### DIRECTIONS FOR THIS TASK
Scan the entries for the word "front". Every line that has it should be copied.

[RECORDS PROVIDED]

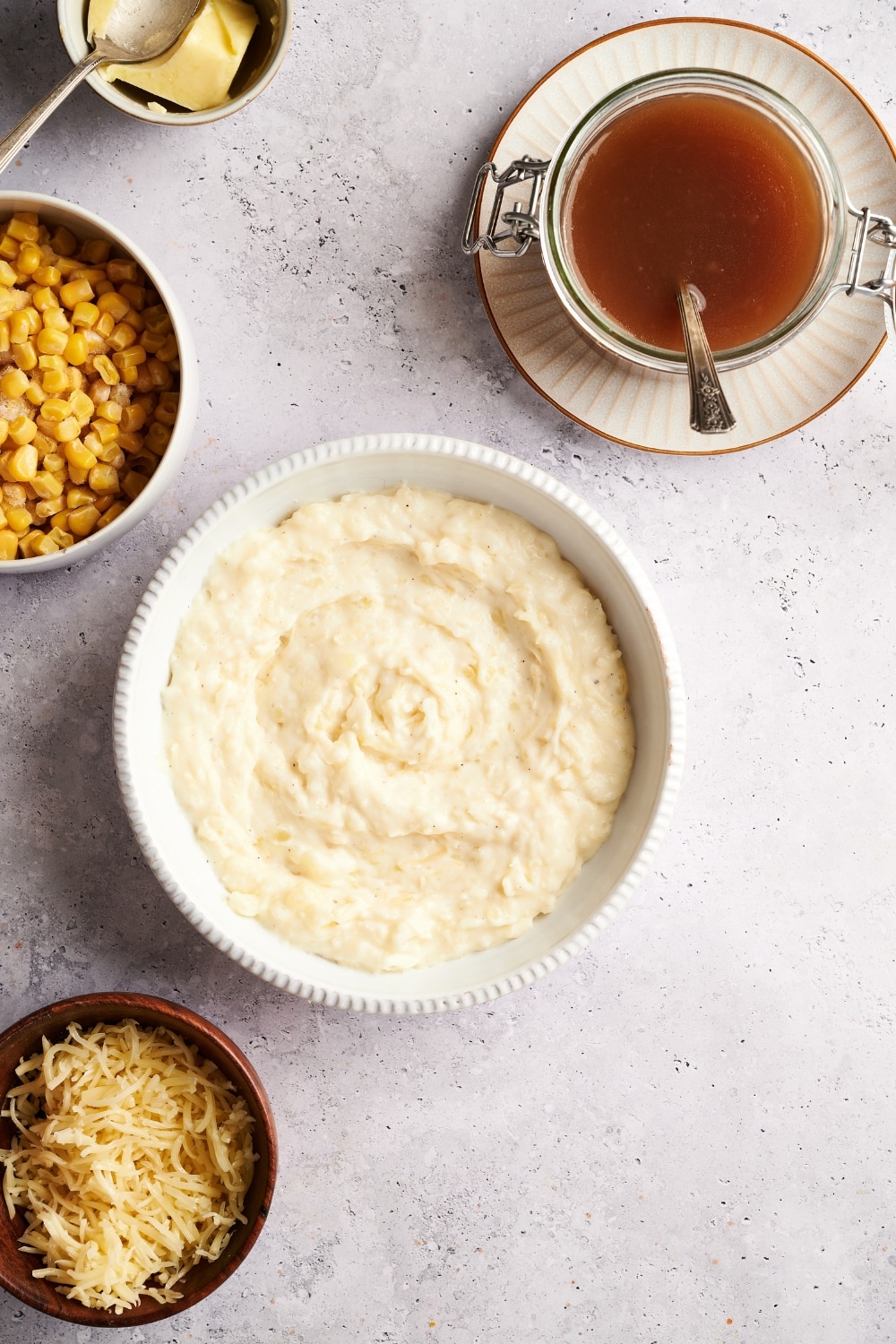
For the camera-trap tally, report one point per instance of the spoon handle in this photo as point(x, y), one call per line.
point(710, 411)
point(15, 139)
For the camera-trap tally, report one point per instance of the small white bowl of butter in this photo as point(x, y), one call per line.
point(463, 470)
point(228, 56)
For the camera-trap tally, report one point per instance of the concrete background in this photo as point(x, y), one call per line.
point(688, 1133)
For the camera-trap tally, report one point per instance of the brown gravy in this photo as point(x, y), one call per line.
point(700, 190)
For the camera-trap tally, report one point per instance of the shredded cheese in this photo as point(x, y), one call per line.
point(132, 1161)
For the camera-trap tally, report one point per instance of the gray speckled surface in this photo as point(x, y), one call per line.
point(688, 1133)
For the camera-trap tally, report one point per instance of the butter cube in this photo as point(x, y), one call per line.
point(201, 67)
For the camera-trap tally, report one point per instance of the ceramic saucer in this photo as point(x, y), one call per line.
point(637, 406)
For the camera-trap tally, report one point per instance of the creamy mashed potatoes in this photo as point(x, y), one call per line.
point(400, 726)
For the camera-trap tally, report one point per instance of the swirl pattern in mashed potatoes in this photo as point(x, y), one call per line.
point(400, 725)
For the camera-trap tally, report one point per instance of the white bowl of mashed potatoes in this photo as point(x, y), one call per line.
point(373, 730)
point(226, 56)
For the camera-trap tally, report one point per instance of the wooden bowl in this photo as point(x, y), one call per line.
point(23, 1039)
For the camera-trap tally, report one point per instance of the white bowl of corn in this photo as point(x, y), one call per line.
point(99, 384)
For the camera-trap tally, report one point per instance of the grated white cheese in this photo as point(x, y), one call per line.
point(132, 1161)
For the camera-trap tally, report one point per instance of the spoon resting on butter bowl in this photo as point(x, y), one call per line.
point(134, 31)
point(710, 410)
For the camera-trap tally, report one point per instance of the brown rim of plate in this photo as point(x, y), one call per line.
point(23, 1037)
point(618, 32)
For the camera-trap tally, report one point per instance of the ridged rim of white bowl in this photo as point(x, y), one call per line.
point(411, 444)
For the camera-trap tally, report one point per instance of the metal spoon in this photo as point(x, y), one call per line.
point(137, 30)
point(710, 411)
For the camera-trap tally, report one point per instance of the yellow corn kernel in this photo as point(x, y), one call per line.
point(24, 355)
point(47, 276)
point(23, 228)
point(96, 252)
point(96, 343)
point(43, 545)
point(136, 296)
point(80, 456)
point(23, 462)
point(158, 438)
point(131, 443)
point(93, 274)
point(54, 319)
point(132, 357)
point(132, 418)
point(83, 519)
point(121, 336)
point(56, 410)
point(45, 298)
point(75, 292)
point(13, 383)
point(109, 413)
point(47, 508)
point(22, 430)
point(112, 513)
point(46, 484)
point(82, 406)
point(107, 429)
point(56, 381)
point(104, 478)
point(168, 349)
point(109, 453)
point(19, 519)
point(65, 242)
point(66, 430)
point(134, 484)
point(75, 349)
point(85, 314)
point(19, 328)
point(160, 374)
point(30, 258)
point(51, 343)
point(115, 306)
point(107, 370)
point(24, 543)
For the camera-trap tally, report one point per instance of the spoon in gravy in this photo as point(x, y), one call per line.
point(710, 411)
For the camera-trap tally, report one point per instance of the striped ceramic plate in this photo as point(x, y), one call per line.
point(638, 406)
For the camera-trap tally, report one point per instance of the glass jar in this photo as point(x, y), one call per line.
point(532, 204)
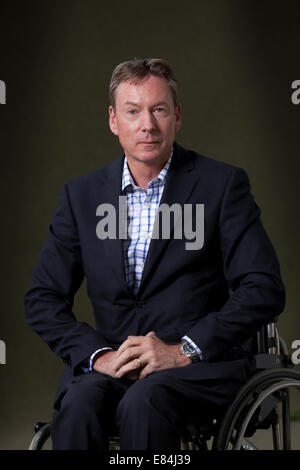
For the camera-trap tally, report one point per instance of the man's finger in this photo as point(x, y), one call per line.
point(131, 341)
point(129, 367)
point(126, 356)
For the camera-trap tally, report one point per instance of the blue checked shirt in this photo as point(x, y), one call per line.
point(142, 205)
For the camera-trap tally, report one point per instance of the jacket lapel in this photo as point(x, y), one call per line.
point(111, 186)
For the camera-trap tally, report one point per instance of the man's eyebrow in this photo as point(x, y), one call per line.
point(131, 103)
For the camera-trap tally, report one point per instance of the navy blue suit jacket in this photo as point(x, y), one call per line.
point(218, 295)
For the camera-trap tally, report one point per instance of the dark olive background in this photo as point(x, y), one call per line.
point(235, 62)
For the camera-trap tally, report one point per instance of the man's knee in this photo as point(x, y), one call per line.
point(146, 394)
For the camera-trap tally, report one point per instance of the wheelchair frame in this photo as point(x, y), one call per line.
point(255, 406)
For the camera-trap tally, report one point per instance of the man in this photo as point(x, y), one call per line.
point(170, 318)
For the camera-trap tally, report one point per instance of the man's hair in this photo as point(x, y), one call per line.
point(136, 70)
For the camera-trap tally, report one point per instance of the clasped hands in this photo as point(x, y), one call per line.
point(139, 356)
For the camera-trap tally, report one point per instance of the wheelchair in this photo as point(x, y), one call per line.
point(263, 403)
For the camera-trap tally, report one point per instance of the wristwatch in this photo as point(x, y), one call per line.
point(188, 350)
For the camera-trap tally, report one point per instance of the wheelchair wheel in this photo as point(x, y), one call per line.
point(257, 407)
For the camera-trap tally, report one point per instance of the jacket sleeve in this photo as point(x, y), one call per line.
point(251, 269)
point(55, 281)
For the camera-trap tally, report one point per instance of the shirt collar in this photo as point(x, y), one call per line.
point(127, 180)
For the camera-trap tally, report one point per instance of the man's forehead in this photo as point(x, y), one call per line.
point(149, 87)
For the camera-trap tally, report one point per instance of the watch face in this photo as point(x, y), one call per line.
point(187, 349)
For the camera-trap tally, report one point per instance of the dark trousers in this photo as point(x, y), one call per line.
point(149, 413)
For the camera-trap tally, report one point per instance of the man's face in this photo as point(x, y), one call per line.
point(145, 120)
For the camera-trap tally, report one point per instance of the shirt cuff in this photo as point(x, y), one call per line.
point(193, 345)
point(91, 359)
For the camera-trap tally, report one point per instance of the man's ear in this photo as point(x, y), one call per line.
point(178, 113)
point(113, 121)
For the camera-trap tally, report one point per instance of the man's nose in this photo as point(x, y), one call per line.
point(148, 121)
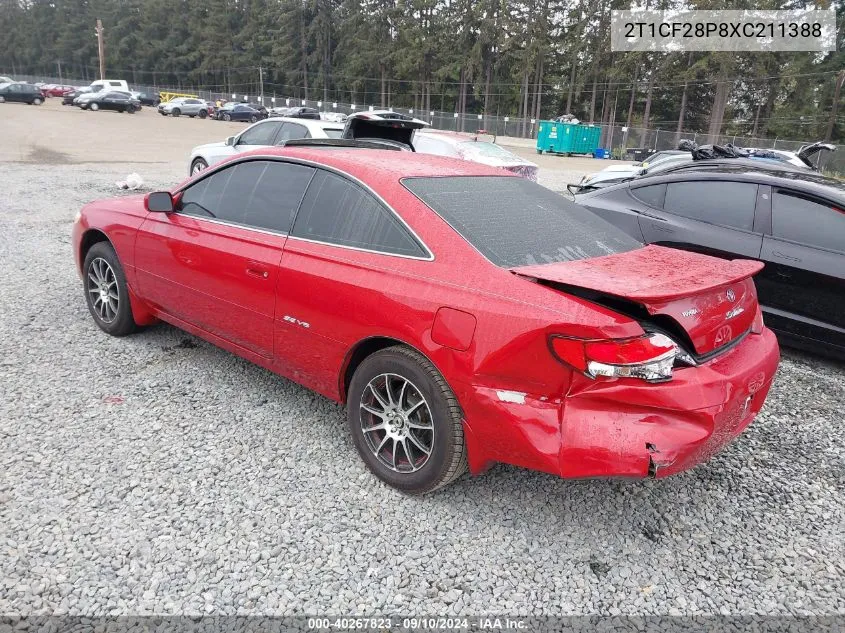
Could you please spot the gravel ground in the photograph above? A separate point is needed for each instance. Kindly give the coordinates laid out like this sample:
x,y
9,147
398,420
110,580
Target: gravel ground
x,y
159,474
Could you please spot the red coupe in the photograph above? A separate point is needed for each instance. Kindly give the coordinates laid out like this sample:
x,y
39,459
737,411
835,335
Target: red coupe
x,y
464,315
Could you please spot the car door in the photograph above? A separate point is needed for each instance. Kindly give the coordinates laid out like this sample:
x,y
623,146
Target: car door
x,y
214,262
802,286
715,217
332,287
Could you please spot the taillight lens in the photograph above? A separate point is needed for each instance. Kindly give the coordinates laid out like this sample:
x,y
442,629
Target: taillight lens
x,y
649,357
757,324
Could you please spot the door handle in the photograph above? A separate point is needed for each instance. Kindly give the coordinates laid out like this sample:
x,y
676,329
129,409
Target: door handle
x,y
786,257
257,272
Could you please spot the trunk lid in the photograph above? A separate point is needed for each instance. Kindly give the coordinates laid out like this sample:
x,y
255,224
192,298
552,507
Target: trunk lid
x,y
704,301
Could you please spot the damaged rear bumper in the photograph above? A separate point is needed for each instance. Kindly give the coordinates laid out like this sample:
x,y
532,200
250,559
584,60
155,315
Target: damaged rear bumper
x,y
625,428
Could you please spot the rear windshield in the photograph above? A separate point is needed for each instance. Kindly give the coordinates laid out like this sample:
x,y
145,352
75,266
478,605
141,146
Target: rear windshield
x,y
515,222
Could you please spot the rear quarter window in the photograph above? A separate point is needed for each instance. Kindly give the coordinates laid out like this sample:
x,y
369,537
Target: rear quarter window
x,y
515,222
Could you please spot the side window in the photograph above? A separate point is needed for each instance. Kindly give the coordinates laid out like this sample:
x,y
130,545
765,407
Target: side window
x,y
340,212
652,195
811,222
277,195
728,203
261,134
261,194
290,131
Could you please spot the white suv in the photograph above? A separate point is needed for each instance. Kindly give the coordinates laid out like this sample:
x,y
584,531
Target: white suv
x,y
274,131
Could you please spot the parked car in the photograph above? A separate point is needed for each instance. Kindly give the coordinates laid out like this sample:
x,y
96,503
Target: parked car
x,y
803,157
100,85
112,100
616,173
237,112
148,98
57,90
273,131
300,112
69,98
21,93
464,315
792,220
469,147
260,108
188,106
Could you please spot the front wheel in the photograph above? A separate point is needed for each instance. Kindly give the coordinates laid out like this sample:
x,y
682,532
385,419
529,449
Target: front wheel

[/RECORDS PROVIDED]

### ANSWER AREA
Could you please spot the front wheel in the photograph above? A separate point is needed for each instance. Kindly give the coordinates laid out like this sample:
Target: front wheel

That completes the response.